作業指示 1 —
カマンベールの記事によると、米国でカマンベールが絶滅の危機にあるチーズだという印象を与えないのはなぜですか。

本家本元のカマンベール・チーズが絶滅の危機に直面-生産量激減
Larissa Zimberoff柔らかく熟成されたカマンベールは、米国なら多くの食料品店で手に入り、絶滅が危ぶまれているチーズだという印象は与えない。
だが、フランス政府と欧州連合(EU)がお墨付きを与えた正真正銘のカマンベールは、仏ノルマンディー地方のカマンベール村で飼育された特定種の乳牛の生乳を使い、伝統製法で作られた「カマンベール・ド・ノルマンディー」のみで、これがますます入手困難になっている。
EUの原産地呼称保護(PDO)指定を受けたこの白かびチーズは、しばらく常温に置いておくとクリーミーな内側部分がさらに柔らかくなる。外皮(ぜひ食べてください)は茶色の斑点が少しあるものが理想で、大量生産のカマンベールだとここは真っ白だ。

収集データ
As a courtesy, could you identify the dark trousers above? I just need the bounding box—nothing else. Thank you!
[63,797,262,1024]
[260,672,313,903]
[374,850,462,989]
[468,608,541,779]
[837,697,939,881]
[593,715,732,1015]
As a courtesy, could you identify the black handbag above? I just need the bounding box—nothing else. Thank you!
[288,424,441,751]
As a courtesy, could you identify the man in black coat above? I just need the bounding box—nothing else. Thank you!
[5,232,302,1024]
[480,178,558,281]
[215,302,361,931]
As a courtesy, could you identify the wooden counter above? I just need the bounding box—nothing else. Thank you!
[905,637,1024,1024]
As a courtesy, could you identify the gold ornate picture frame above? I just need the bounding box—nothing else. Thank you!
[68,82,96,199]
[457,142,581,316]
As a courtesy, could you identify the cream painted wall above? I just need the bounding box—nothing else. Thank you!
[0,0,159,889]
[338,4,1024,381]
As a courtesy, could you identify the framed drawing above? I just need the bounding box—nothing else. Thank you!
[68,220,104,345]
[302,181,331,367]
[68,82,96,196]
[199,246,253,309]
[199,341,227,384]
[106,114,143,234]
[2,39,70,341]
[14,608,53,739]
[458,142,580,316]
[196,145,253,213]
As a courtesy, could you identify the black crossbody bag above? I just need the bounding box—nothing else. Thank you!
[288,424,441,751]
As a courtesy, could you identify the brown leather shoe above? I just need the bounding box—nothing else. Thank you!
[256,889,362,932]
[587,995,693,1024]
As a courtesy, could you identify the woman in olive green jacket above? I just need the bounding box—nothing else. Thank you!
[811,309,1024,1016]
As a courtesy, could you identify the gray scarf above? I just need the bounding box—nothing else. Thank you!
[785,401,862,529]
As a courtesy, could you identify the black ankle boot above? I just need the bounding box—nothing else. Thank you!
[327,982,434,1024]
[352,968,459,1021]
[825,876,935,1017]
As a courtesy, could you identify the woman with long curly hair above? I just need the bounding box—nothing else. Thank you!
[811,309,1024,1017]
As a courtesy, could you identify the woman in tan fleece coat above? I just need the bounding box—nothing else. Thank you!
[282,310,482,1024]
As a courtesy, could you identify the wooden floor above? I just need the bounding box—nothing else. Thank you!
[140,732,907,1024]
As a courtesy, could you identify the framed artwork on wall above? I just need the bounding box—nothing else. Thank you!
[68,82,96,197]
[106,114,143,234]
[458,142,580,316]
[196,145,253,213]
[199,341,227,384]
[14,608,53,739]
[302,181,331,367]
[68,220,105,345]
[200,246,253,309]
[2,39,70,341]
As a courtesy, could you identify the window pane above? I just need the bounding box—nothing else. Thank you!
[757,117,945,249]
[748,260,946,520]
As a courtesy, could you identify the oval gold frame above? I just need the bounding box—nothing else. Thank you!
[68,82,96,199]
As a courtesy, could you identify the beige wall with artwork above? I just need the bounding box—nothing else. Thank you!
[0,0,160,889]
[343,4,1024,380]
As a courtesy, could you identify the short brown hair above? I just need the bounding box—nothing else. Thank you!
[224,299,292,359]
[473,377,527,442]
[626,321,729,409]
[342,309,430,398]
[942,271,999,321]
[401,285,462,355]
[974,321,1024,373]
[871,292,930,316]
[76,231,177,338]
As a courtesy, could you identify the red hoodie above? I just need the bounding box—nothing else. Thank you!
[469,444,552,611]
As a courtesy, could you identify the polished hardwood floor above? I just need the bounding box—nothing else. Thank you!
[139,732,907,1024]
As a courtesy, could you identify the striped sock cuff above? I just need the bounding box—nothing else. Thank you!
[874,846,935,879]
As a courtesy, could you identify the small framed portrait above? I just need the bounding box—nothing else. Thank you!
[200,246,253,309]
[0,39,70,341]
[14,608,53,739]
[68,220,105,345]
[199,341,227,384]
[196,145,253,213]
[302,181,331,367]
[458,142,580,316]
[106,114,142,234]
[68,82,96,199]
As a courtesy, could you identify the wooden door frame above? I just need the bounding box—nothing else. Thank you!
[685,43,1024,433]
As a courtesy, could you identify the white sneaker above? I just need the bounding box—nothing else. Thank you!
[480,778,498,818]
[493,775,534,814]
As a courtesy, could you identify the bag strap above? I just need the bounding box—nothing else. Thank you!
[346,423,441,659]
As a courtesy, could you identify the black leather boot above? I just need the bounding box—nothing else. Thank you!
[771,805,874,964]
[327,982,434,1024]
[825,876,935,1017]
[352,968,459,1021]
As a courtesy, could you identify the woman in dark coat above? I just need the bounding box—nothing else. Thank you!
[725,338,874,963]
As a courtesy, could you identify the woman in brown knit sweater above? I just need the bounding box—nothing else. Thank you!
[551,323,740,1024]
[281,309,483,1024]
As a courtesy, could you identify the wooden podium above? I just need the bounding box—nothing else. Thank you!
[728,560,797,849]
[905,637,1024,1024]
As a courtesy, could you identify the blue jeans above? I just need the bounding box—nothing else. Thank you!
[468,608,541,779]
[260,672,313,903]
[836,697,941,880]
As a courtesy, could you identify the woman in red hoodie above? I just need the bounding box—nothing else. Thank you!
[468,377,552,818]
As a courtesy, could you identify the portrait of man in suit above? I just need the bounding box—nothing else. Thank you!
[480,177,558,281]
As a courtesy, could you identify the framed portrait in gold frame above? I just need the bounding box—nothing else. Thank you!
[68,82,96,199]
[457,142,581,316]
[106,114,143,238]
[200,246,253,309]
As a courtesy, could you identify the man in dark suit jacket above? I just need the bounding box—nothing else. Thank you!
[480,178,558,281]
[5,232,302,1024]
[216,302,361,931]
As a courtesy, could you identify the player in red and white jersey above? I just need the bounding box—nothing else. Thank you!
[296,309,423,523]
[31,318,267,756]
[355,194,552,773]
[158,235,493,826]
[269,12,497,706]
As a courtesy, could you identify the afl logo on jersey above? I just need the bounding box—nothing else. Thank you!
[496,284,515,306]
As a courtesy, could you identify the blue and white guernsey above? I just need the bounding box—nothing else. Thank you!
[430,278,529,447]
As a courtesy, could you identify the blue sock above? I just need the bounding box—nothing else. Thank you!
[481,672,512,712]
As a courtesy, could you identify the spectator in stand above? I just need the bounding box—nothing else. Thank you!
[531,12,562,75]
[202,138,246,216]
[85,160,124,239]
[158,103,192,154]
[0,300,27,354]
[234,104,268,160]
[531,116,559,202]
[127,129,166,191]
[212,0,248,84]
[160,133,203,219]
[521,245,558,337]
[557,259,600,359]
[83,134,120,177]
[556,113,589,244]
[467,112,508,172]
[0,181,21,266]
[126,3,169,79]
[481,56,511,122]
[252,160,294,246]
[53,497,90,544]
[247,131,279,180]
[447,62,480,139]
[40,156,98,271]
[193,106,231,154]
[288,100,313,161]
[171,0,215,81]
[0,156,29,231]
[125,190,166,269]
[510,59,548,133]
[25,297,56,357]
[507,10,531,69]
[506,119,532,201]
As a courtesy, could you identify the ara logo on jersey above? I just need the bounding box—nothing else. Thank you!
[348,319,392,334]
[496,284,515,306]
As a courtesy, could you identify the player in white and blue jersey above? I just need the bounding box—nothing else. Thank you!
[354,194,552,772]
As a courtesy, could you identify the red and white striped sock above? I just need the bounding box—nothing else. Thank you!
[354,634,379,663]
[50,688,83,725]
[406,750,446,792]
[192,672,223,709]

作業指示 2 —
収集データの行のうち、「As a courtesy, could you identify the window」を含む行で始まり「[469,444,552,611]」を含む行で終わる部分を、空行を除いて番号付きリストとして示してください。

解答例 1 —
米国では柔らかく熟成されたカマンベールが多くの食料品店で手に入るからです。

解答例 2 —
1. As a courtesy, could you identify the window pane above? I just need the bounding box—nothing else. Thank you!
2. [757,117,945,249]
3. [748,260,946,520]
4. As a courtesy, could you identify the oval gold frame above? I just need the bounding box—nothing else. Thank you!
5. [68,82,96,199]
6. As a courtesy, could you identify the beige wall with artwork above? I just need the bounding box—nothing else. Thank you!
7. [0,0,160,889]
8. [343,4,1024,380]
9. As a courtesy, could you identify the short brown hair above? I just need the bounding box—nothing else. Thank you!
10. [224,299,292,359]
11. [473,377,527,442]
12. [626,321,729,409]
13. [342,309,430,398]
14. [942,271,999,321]
15. [401,285,462,355]
16. [974,321,1024,373]
17. [871,292,930,316]
18. [76,231,177,338]
19. As a courtesy, could you identify the red hoodie above? I just need the bounding box—nothing else. Thank you!
20. [469,444,552,611]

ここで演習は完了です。